AIM OF THE TASK:
Nothing but the lines from the one containing "Query: bare leg" through the last line of the entries should appear in the output, each verbatim.
====
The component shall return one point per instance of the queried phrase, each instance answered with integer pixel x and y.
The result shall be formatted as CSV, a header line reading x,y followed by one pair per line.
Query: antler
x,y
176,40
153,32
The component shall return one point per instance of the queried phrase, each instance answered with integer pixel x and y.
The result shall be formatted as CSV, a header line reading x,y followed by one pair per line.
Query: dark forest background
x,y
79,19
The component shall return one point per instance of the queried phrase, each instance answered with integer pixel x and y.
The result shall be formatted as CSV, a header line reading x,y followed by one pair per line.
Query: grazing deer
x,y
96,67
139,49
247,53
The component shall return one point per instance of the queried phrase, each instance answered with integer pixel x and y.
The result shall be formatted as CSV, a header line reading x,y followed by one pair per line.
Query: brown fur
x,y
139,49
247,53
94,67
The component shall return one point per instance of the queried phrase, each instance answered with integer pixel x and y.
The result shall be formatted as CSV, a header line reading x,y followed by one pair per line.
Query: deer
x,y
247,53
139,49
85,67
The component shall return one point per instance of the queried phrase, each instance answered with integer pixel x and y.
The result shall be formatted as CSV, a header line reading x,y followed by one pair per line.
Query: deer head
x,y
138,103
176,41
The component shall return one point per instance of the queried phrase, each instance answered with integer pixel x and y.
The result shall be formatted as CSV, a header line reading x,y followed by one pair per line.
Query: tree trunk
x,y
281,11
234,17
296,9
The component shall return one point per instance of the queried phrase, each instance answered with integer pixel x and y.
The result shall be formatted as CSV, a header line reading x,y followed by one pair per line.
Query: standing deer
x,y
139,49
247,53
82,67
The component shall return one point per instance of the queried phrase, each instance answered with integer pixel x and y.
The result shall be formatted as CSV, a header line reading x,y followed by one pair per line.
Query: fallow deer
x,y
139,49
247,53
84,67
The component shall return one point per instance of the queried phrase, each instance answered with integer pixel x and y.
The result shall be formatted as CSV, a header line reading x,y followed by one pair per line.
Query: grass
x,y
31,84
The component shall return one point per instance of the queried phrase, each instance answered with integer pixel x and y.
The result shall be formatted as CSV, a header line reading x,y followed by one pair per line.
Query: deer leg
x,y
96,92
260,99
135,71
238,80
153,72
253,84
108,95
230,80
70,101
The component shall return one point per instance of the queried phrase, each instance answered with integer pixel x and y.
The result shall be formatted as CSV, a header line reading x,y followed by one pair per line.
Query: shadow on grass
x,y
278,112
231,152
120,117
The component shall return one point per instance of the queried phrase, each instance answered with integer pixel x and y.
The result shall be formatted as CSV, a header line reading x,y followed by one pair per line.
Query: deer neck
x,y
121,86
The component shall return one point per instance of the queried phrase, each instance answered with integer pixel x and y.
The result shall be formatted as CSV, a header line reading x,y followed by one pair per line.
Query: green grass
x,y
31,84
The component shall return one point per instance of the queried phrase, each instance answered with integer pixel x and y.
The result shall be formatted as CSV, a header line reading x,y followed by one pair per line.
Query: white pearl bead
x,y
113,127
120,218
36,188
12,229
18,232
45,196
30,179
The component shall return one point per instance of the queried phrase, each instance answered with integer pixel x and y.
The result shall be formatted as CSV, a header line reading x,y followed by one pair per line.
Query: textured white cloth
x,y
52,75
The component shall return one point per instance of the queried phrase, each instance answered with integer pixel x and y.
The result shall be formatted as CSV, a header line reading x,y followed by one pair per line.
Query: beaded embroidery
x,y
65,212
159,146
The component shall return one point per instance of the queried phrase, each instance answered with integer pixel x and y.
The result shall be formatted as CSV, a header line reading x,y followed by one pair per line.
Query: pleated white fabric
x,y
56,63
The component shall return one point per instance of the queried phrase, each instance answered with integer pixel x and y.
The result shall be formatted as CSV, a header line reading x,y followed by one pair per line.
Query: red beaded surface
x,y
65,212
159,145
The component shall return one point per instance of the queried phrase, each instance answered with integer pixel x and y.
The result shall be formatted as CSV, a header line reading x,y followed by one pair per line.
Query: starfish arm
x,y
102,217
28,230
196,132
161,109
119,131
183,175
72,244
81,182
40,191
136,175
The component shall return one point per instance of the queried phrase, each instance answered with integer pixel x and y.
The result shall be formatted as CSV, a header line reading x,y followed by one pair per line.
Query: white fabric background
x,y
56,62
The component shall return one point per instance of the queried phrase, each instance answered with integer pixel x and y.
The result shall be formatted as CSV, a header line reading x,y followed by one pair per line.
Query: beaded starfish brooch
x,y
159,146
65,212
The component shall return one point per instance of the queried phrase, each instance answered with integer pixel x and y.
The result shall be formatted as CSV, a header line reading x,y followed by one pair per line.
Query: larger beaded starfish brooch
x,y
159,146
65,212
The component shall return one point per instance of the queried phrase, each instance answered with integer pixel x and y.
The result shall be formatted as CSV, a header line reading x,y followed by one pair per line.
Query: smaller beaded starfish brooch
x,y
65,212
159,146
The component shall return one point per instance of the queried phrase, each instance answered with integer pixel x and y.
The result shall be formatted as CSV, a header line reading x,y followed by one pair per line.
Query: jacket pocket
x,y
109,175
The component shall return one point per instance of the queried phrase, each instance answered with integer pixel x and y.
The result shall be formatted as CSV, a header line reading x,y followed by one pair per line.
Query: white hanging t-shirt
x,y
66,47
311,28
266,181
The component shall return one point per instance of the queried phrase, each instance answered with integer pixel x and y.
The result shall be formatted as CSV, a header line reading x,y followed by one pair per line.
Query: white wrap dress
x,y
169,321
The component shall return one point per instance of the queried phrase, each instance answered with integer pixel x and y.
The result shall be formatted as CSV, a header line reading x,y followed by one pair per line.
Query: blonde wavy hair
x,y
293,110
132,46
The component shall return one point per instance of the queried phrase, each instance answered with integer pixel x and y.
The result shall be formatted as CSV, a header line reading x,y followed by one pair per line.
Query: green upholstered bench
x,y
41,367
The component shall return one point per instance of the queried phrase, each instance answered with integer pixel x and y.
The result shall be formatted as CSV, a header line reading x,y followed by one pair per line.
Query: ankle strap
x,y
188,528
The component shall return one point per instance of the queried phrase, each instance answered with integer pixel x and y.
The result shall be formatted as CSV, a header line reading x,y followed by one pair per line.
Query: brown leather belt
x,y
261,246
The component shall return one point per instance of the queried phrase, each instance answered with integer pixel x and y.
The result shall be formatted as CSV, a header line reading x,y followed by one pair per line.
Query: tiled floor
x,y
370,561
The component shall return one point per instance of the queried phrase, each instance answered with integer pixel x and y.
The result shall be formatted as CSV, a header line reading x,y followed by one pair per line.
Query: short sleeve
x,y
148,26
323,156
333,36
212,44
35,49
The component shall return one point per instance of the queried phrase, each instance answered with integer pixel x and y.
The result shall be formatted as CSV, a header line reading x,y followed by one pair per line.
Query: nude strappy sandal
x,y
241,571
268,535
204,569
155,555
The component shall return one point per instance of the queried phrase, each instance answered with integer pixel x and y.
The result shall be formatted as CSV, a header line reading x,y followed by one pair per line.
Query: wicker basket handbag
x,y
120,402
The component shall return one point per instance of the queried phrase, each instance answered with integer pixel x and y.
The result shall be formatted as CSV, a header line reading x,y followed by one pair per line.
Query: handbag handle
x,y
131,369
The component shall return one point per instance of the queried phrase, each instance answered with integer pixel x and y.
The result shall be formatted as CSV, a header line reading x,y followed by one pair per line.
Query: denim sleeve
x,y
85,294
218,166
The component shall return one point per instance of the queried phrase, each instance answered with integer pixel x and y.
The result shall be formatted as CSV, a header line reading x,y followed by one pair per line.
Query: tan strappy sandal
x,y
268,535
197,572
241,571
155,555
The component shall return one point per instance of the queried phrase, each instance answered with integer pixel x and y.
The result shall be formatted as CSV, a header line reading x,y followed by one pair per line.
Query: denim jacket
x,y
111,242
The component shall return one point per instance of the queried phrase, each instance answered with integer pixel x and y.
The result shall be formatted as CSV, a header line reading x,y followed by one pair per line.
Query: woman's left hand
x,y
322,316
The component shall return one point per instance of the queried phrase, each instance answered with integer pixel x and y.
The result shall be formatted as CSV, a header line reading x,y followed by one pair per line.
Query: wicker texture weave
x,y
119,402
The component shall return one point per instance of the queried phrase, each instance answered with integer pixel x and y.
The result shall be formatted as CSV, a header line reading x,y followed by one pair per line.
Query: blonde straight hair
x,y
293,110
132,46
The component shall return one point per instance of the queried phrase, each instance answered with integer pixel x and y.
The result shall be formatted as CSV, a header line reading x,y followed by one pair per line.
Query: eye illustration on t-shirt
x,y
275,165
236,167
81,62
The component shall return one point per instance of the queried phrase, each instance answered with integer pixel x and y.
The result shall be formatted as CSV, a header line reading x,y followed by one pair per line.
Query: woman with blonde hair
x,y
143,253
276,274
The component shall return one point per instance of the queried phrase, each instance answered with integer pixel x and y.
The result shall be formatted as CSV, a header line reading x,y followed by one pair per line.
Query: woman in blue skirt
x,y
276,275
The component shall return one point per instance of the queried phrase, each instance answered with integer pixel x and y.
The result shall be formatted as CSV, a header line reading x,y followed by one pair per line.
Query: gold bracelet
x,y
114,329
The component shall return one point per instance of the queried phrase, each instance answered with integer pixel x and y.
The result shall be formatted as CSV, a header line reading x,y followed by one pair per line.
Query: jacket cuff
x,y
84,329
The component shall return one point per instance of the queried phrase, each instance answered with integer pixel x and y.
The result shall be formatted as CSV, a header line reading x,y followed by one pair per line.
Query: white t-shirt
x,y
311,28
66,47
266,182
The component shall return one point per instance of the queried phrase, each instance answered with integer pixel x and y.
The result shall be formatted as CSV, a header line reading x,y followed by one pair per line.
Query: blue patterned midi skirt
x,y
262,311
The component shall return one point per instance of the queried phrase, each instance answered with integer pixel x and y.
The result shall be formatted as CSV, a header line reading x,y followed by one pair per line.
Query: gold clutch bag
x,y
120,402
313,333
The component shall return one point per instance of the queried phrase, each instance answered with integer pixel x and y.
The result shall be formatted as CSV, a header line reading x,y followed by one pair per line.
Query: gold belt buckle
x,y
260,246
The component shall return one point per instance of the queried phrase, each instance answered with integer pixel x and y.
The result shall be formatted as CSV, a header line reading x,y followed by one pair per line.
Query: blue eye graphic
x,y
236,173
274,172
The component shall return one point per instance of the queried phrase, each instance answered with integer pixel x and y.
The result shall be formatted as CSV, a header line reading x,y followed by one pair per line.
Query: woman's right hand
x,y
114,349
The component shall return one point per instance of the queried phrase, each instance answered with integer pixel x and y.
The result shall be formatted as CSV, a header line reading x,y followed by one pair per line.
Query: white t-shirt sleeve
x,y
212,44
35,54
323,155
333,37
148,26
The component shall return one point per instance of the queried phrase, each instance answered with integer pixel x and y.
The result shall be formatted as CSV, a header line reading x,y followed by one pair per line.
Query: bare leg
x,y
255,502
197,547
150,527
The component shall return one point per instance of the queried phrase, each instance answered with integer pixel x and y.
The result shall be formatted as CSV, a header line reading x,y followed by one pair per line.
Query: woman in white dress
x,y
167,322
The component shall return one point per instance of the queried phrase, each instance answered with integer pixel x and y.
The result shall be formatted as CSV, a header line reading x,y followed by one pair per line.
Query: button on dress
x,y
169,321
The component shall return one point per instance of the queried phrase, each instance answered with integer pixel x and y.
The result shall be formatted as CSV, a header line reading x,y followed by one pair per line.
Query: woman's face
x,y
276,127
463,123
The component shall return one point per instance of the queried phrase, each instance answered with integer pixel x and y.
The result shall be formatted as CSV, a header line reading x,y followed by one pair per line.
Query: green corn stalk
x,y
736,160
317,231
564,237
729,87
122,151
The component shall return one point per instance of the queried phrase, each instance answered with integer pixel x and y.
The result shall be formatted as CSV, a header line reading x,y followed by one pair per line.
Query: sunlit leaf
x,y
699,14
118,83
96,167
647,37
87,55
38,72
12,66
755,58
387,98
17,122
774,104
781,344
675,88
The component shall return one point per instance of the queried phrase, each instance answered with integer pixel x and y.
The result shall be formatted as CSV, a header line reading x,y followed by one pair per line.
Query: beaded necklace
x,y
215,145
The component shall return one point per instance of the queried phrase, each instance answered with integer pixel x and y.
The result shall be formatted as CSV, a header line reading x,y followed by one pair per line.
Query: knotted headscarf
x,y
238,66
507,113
====
EXERCISE OUTPUT:
Query: bare leg
x,y
255,502
197,547
150,527
The component shall return one point per instance of the queried phrase, each instance answered with integer pixel x and y.
The result shall be formatted as CSV, a header line reading x,y followed by one pair per line.
Query: woman in white dress
x,y
167,322
The component shall return one point per instance of the queried phrase, each instance answered with integer pixel x and y.
The result shall be formatted as CSV, a header line reading x,y followed by one pair per line.
Query: button on dress
x,y
169,321
The component shall return one point per instance of the queried phrase, each instance answered with integer pixel x and y.
The result shall be formatted as CSV, a header line reading x,y followed by one pair per line.
Query: woman's face
x,y
276,127
463,123
The component shall return one point per instance of the queried phrase, each instance answered with integer pixel x and y.
The result shall be formatted as CSV, a header line reading x,y followed by one pair per line.
Query: green corn stalk
x,y
736,160
317,231
564,237
729,87
122,151
The component shall return one point per instance of the queried phrase, each instance answered with integer pixel x and y.
The result shall be formatted as CSV, a header line reading x,y followed by one pair per line.
Query: sunlit leaf
x,y
699,14
118,83
96,167
647,37
87,55
38,72
12,66
755,58
387,98
17,122
774,104
781,344
675,88
The component shall return one point per instance of the queried phrase, each instance answered with integer pixel x and y.
The result shall be formatted as CSV, a header line reading x,y followed by one pair per line.
Query: beaded necklace
x,y
215,145
The component shall return one point per instance of the queried phrase, each instance answered with integer pixel x and y.
The result shall be formatted as CSV, a header line reading x,y followed by one pair per line.
Query: knotted headscarf
x,y
238,66
507,113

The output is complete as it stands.